Point localization data:
··········

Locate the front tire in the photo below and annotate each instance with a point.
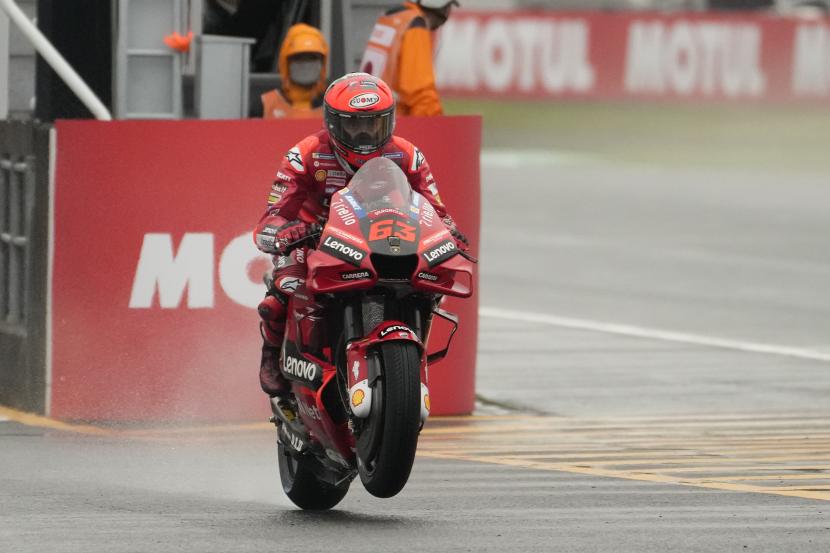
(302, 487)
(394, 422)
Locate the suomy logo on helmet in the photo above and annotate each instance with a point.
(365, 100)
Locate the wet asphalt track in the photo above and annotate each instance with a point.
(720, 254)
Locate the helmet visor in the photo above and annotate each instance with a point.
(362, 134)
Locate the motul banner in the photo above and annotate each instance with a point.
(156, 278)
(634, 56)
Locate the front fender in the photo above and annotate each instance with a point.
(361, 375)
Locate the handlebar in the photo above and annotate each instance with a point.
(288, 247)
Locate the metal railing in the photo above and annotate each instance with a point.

··········

What you are asked to do: From the first line above to the last, reproduce the records exactly but without the pictures.

Output of the exercise:
Locate the front tire in the photo below and annotate each instance with a point.
(302, 487)
(394, 422)
Locate the suomy logo on helmet in the photo above and annotate each instance with a point.
(365, 100)
Locate the wet asphalt track in the photo above and annotate each instance with a point.
(720, 254)
Locate the helmet visor in the photo above and annotate each instance with a point.
(362, 134)
Locate the motul banner in the photo above and annotate each instance with a point.
(156, 278)
(634, 56)
Locate the front fender in the photo above and annotate each instance with a point.
(361, 375)
Locate the handlebar in the photo above and annotate each instance with a point.
(288, 247)
Locate the metal railing in the photo above and annotate each instance with a point.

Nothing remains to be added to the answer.